### Records supplied
# # # #
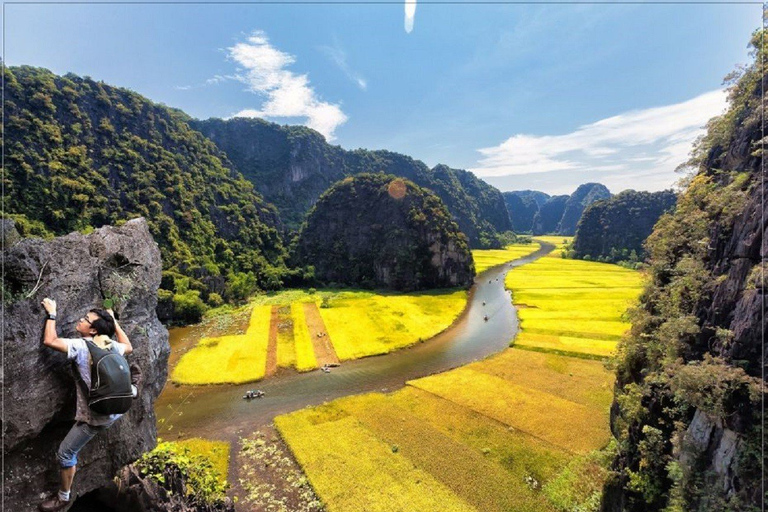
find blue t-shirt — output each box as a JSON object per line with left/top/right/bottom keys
{"left": 63, "top": 337, "right": 127, "bottom": 426}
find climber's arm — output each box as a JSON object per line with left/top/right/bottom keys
{"left": 107, "top": 309, "right": 133, "bottom": 355}
{"left": 41, "top": 298, "right": 68, "bottom": 353}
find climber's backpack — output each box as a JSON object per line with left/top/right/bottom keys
{"left": 84, "top": 339, "right": 133, "bottom": 415}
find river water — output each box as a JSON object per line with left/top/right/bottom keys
{"left": 154, "top": 242, "right": 554, "bottom": 443}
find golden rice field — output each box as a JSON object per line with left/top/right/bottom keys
{"left": 471, "top": 242, "right": 540, "bottom": 274}
{"left": 172, "top": 288, "right": 467, "bottom": 384}
{"left": 505, "top": 237, "right": 644, "bottom": 357}
{"left": 276, "top": 242, "right": 641, "bottom": 512}
{"left": 172, "top": 305, "right": 271, "bottom": 385}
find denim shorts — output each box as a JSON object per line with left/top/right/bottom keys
{"left": 56, "top": 421, "right": 110, "bottom": 468}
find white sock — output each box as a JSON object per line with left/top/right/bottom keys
{"left": 58, "top": 490, "right": 70, "bottom": 502}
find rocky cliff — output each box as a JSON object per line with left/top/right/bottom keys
{"left": 573, "top": 190, "right": 677, "bottom": 263}
{"left": 556, "top": 182, "right": 612, "bottom": 236}
{"left": 603, "top": 27, "right": 766, "bottom": 512}
{"left": 193, "top": 117, "right": 511, "bottom": 248}
{"left": 531, "top": 194, "right": 569, "bottom": 235}
{"left": 2, "top": 218, "right": 170, "bottom": 511}
{"left": 295, "top": 174, "right": 475, "bottom": 290}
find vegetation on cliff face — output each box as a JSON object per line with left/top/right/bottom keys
{"left": 605, "top": 27, "right": 766, "bottom": 512}
{"left": 506, "top": 185, "right": 611, "bottom": 236}
{"left": 572, "top": 190, "right": 677, "bottom": 265}
{"left": 3, "top": 66, "right": 290, "bottom": 322}
{"left": 194, "top": 118, "right": 511, "bottom": 248}
{"left": 296, "top": 174, "right": 475, "bottom": 290}
{"left": 503, "top": 192, "right": 542, "bottom": 232}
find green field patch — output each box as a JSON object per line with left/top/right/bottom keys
{"left": 275, "top": 414, "right": 476, "bottom": 512}
{"left": 465, "top": 348, "right": 614, "bottom": 410}
{"left": 336, "top": 393, "right": 555, "bottom": 512}
{"left": 472, "top": 243, "right": 541, "bottom": 274}
{"left": 292, "top": 302, "right": 317, "bottom": 371}
{"left": 409, "top": 368, "right": 610, "bottom": 454}
{"left": 172, "top": 305, "right": 271, "bottom": 384}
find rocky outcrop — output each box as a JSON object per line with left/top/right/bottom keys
{"left": 573, "top": 190, "right": 677, "bottom": 262}
{"left": 603, "top": 28, "right": 767, "bottom": 512}
{"left": 557, "top": 183, "right": 611, "bottom": 236}
{"left": 502, "top": 192, "right": 542, "bottom": 233}
{"left": 2, "top": 218, "right": 170, "bottom": 511}
{"left": 295, "top": 174, "right": 475, "bottom": 290}
{"left": 531, "top": 195, "right": 568, "bottom": 235}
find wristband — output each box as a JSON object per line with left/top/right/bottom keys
{"left": 46, "top": 314, "right": 57, "bottom": 321}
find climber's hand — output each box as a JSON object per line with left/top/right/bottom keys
{"left": 42, "top": 298, "right": 57, "bottom": 315}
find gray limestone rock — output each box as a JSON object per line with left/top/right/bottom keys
{"left": 2, "top": 218, "right": 170, "bottom": 511}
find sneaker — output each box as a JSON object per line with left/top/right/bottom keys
{"left": 38, "top": 495, "right": 71, "bottom": 512}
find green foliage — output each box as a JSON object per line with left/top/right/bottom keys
{"left": 3, "top": 213, "right": 53, "bottom": 239}
{"left": 3, "top": 65, "right": 288, "bottom": 319}
{"left": 226, "top": 271, "right": 258, "bottom": 303}
{"left": 609, "top": 25, "right": 766, "bottom": 512}
{"left": 173, "top": 290, "right": 208, "bottom": 324}
{"left": 137, "top": 441, "right": 228, "bottom": 506}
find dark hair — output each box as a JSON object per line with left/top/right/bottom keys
{"left": 89, "top": 309, "right": 116, "bottom": 337}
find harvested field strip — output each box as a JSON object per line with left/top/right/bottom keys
{"left": 303, "top": 302, "right": 339, "bottom": 366}
{"left": 465, "top": 348, "right": 614, "bottom": 410}
{"left": 171, "top": 305, "right": 271, "bottom": 385}
{"left": 265, "top": 306, "right": 279, "bottom": 377}
{"left": 472, "top": 243, "right": 541, "bottom": 274}
{"left": 274, "top": 413, "right": 476, "bottom": 512}
{"left": 292, "top": 303, "right": 317, "bottom": 372}
{"left": 276, "top": 306, "right": 297, "bottom": 369}
{"left": 514, "top": 333, "right": 616, "bottom": 358}
{"left": 390, "top": 387, "right": 570, "bottom": 482}
{"left": 409, "top": 367, "right": 610, "bottom": 454}
{"left": 337, "top": 393, "right": 555, "bottom": 512}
# # # #
### Task
For the records above, output each one exactly and skip any image.

### Response to the task
find blue t-shirt — output each box as a JSON object per line with left/top/right/bottom keys
{"left": 63, "top": 337, "right": 127, "bottom": 426}
find climber's arm — output each box as a JSON object per line with left/top/right/bottom keys
{"left": 107, "top": 309, "right": 133, "bottom": 355}
{"left": 41, "top": 298, "right": 68, "bottom": 353}
find climber's backpack — output each box as a JSON object per line with left/top/right/bottom keys
{"left": 84, "top": 339, "right": 133, "bottom": 415}
find river water — output each box as a JSON object per line with left/top/right/bottom keys
{"left": 154, "top": 242, "right": 554, "bottom": 443}
find golden rice field — output each box as a JSON object per line with left/top/right/bottom keys
{"left": 471, "top": 242, "right": 540, "bottom": 274}
{"left": 172, "top": 288, "right": 467, "bottom": 384}
{"left": 505, "top": 237, "right": 644, "bottom": 357}
{"left": 276, "top": 242, "right": 641, "bottom": 512}
{"left": 172, "top": 305, "right": 271, "bottom": 385}
find denim shorts — output each box as a JSON object per line with left/top/right/bottom keys
{"left": 56, "top": 421, "right": 110, "bottom": 468}
find white sock — output each box as a JSON object per line with left/top/right/bottom keys
{"left": 58, "top": 490, "right": 70, "bottom": 502}
find rocky cliff — output each box as a JSON object per line with left/top/right/bottom keys
{"left": 573, "top": 190, "right": 677, "bottom": 263}
{"left": 556, "top": 182, "right": 612, "bottom": 236}
{"left": 603, "top": 27, "right": 766, "bottom": 512}
{"left": 193, "top": 117, "right": 511, "bottom": 248}
{"left": 531, "top": 194, "right": 569, "bottom": 235}
{"left": 2, "top": 218, "right": 170, "bottom": 511}
{"left": 295, "top": 174, "right": 475, "bottom": 290}
find vegetation on cliff face — output each box as a JSON object per line with left/top/right/bottom keys
{"left": 605, "top": 27, "right": 766, "bottom": 512}
{"left": 506, "top": 185, "right": 611, "bottom": 236}
{"left": 572, "top": 190, "right": 677, "bottom": 265}
{"left": 3, "top": 66, "right": 290, "bottom": 322}
{"left": 194, "top": 118, "right": 511, "bottom": 248}
{"left": 296, "top": 174, "right": 475, "bottom": 290}
{"left": 503, "top": 192, "right": 542, "bottom": 232}
find green field patch — output each box as a JSON object per line with left/top/right/bottom keys
{"left": 275, "top": 414, "right": 476, "bottom": 512}
{"left": 465, "top": 348, "right": 614, "bottom": 410}
{"left": 336, "top": 393, "right": 555, "bottom": 512}
{"left": 472, "top": 243, "right": 541, "bottom": 274}
{"left": 292, "top": 302, "right": 317, "bottom": 371}
{"left": 409, "top": 368, "right": 610, "bottom": 454}
{"left": 172, "top": 305, "right": 271, "bottom": 384}
find rocky outcrop — output each box as a JSON object per line with left/top/right/bottom keys
{"left": 573, "top": 190, "right": 677, "bottom": 262}
{"left": 603, "top": 28, "right": 767, "bottom": 512}
{"left": 557, "top": 183, "right": 611, "bottom": 236}
{"left": 502, "top": 192, "right": 542, "bottom": 233}
{"left": 2, "top": 218, "right": 170, "bottom": 511}
{"left": 295, "top": 174, "right": 475, "bottom": 290}
{"left": 531, "top": 195, "right": 568, "bottom": 235}
find wristband — output each box as a JSON object per line with left/top/right/bottom keys
{"left": 46, "top": 314, "right": 57, "bottom": 321}
find climber's hand — output each box as a JSON object per line with left/top/right/bottom keys
{"left": 42, "top": 298, "right": 57, "bottom": 315}
find gray limestone rock — output each box as a JSON object per line with left/top/right/bottom keys
{"left": 2, "top": 218, "right": 170, "bottom": 511}
find sneaker — output each box as a JSON object per line with left/top/right/bottom keys
{"left": 38, "top": 495, "right": 71, "bottom": 512}
find green foliage — output each box as a JSON object per line with left/top/right/bottom keys
{"left": 3, "top": 213, "right": 53, "bottom": 239}
{"left": 3, "top": 65, "right": 288, "bottom": 319}
{"left": 226, "top": 271, "right": 258, "bottom": 303}
{"left": 609, "top": 25, "right": 766, "bottom": 512}
{"left": 173, "top": 290, "right": 208, "bottom": 324}
{"left": 137, "top": 441, "right": 228, "bottom": 506}
find dark hair — output each box as a JSON object per line with left/top/right/bottom keys
{"left": 89, "top": 309, "right": 116, "bottom": 337}
find harvested field strip — output each box as a JSON object per line with left/top/right/bottom keys
{"left": 303, "top": 302, "right": 339, "bottom": 366}
{"left": 465, "top": 348, "right": 614, "bottom": 410}
{"left": 171, "top": 305, "right": 271, "bottom": 385}
{"left": 265, "top": 306, "right": 279, "bottom": 377}
{"left": 472, "top": 243, "right": 541, "bottom": 274}
{"left": 274, "top": 413, "right": 476, "bottom": 512}
{"left": 292, "top": 303, "right": 317, "bottom": 372}
{"left": 276, "top": 306, "right": 297, "bottom": 369}
{"left": 514, "top": 333, "right": 616, "bottom": 358}
{"left": 390, "top": 387, "right": 570, "bottom": 482}
{"left": 409, "top": 367, "right": 610, "bottom": 454}
{"left": 337, "top": 393, "right": 555, "bottom": 512}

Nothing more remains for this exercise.